» **AIM**
Extract every line of the records below that contains the string "windscreen", copying each line in full.

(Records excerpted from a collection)
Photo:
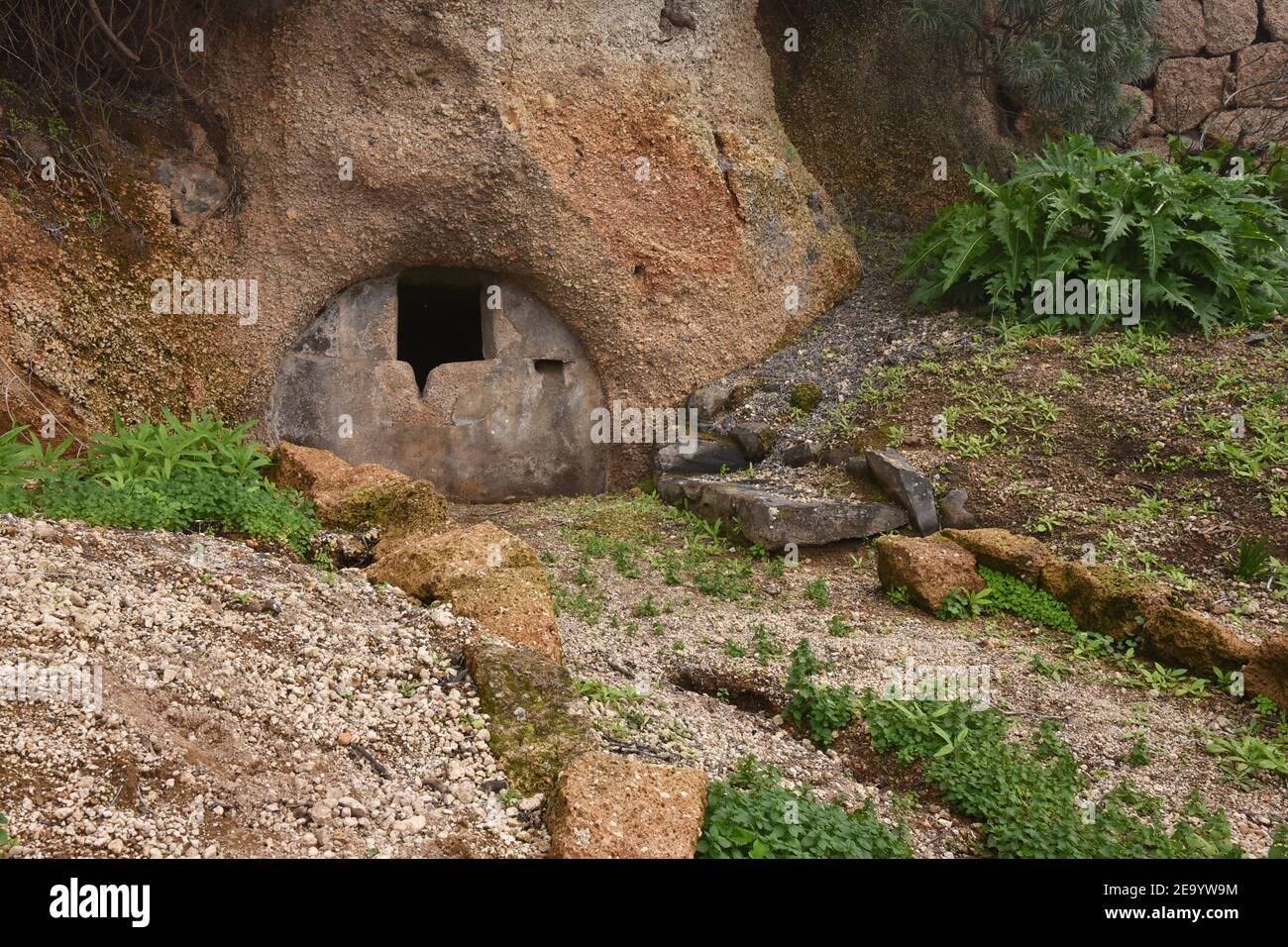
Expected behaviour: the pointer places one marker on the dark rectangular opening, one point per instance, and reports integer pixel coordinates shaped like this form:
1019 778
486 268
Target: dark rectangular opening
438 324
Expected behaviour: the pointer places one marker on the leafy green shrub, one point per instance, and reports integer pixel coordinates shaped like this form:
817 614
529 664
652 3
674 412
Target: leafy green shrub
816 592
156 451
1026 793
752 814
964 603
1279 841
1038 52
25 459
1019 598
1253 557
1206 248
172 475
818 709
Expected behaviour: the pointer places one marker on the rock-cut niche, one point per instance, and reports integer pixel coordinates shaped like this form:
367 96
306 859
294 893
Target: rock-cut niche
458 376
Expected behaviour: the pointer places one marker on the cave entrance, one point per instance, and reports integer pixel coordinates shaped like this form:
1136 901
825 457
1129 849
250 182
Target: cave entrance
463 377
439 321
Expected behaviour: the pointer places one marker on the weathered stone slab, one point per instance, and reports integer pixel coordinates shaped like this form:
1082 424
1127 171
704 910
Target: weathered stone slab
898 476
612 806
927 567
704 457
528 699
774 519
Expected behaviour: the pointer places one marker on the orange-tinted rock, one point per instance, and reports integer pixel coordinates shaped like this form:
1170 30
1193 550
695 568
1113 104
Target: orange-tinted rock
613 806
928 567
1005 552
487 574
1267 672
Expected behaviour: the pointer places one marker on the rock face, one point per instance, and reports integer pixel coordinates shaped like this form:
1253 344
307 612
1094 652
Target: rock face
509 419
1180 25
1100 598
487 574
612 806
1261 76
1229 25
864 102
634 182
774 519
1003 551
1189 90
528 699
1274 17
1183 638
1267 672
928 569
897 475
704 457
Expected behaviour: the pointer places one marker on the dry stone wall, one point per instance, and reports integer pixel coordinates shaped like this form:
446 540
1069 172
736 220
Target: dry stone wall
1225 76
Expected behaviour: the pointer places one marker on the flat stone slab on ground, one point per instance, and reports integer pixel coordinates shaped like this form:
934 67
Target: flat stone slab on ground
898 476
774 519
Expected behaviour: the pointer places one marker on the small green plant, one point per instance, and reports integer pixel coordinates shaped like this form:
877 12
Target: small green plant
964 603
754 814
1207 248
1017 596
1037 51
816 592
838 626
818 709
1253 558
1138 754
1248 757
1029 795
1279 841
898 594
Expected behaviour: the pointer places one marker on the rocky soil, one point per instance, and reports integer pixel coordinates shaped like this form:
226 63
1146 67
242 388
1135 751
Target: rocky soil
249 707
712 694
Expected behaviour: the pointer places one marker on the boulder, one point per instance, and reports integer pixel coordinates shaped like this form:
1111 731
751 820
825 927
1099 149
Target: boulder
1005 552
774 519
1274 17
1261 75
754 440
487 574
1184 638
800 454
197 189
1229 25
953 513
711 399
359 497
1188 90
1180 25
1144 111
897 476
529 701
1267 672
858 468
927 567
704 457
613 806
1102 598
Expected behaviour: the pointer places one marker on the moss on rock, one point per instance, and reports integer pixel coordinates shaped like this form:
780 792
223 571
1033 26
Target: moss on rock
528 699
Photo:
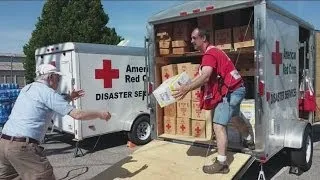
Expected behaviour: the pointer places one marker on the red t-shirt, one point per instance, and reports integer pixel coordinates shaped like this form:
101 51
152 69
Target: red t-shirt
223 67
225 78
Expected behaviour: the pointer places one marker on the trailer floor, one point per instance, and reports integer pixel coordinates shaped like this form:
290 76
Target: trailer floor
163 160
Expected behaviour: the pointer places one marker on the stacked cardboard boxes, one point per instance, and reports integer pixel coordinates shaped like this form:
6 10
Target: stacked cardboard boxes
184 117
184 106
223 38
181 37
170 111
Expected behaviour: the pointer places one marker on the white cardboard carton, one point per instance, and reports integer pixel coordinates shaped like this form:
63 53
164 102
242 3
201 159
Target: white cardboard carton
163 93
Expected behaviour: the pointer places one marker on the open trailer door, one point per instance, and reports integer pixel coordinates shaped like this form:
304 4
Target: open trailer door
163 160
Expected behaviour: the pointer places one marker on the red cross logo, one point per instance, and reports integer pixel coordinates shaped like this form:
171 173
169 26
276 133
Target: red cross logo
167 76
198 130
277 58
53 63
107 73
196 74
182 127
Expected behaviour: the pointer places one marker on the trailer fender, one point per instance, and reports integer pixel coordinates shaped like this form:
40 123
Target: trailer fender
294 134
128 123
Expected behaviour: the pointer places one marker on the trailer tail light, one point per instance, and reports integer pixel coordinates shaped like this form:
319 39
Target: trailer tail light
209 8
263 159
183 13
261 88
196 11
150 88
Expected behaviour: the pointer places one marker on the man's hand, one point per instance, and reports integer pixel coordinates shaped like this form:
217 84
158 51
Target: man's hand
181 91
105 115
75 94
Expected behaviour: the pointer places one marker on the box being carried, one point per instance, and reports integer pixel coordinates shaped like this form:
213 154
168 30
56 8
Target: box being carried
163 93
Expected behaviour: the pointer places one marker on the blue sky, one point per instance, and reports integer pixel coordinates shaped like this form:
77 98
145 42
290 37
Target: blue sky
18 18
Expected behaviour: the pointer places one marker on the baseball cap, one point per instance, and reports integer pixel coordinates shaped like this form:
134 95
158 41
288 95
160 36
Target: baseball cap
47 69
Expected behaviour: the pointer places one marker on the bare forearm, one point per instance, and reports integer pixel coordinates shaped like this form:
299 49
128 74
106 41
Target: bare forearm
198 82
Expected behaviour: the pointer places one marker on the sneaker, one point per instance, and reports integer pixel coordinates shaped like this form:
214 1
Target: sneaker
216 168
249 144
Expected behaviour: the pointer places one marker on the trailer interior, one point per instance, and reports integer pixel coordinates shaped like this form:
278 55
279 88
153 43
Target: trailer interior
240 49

...

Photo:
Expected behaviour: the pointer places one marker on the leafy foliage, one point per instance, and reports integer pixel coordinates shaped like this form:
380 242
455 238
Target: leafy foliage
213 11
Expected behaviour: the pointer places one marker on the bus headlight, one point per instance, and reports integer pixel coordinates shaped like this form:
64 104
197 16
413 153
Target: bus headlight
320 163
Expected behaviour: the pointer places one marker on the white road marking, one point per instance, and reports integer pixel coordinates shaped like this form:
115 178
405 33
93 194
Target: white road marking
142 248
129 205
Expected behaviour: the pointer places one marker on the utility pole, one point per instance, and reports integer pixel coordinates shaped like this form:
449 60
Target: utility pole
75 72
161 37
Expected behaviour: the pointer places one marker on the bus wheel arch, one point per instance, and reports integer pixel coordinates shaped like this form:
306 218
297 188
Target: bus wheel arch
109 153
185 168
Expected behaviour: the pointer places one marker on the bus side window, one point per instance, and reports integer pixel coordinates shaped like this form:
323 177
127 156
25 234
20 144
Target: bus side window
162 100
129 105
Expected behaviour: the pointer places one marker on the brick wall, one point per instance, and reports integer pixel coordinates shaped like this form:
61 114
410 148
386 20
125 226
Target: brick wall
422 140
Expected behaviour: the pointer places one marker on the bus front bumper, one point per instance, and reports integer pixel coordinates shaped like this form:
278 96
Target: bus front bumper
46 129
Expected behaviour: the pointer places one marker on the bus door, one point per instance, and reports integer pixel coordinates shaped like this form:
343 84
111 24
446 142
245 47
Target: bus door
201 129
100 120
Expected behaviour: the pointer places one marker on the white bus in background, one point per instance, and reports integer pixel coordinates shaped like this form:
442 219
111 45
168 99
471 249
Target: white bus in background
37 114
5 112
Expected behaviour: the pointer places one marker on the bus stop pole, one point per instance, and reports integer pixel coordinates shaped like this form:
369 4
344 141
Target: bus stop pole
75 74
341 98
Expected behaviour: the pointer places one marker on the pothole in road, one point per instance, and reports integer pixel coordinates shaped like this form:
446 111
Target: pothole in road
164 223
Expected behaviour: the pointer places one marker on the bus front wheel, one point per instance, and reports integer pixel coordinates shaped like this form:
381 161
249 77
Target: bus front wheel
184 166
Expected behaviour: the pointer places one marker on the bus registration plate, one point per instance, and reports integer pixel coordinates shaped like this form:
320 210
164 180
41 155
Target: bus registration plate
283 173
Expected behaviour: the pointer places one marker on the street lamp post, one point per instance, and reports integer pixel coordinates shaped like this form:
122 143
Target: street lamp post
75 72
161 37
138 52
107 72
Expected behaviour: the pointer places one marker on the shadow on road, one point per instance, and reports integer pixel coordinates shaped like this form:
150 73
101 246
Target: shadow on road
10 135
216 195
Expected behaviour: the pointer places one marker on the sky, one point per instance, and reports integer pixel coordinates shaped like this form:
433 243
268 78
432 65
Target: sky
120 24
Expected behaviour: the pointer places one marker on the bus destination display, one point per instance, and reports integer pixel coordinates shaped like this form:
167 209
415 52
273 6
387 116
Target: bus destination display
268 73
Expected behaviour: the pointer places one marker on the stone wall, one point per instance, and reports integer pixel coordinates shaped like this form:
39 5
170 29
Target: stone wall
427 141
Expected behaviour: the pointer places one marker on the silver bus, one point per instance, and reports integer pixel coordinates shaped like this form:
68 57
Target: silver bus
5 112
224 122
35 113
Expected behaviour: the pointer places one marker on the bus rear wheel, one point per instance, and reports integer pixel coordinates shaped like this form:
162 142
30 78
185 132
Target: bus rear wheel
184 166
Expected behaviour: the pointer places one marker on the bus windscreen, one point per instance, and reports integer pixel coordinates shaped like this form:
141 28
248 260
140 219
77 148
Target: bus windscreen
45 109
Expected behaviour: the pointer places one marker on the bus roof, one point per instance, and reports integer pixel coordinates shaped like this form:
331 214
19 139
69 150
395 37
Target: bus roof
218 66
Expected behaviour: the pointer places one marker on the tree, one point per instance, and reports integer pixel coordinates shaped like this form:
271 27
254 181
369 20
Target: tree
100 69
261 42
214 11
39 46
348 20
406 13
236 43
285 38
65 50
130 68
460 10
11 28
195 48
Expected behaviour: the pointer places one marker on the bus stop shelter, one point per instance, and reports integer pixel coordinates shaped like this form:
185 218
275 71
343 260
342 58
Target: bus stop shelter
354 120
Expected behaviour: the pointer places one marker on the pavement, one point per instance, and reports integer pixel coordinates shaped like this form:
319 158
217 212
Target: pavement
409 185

* * *

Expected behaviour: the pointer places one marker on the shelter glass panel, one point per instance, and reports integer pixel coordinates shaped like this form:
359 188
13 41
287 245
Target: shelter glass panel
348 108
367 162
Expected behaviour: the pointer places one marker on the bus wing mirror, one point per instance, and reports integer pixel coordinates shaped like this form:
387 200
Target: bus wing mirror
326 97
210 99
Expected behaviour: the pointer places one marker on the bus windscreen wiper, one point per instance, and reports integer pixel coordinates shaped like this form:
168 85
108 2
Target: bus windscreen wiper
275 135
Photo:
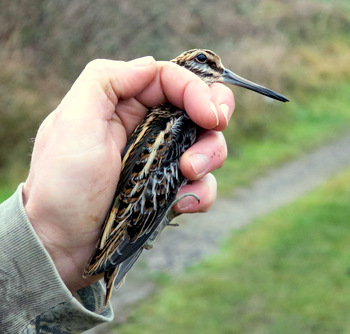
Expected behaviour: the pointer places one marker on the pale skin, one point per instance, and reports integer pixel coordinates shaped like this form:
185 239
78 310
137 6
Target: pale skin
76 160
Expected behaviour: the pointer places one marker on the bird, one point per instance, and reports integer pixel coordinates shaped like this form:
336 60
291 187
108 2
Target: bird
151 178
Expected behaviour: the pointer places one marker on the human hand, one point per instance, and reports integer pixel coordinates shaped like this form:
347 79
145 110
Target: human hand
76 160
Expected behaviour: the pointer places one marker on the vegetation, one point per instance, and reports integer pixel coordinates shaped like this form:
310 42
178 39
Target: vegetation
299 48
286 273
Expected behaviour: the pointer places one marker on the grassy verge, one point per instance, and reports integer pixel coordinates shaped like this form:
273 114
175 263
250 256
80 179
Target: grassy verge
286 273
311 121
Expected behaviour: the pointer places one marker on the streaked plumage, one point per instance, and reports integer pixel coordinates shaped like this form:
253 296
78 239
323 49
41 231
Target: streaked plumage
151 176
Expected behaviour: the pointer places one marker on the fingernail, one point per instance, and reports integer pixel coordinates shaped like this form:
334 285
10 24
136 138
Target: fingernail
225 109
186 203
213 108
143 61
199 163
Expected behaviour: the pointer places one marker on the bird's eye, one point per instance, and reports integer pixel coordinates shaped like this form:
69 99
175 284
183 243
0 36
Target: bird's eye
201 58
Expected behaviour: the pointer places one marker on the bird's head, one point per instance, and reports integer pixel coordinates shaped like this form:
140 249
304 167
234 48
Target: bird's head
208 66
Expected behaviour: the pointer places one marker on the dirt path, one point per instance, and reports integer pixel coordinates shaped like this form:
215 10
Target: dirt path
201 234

» **FINAL ANSWER**
Expected behaviour: the pointer places one marker on the bus windscreen, one point per instance, and reports integer pixel coordinates shaped like this form:
Target: bus windscreen
Expected behaviour: the pointer places one marker on the bus windscreen wiper, one point per instance, and reports integer pixel coordinates shaped like this form:
Target: bus windscreen wiper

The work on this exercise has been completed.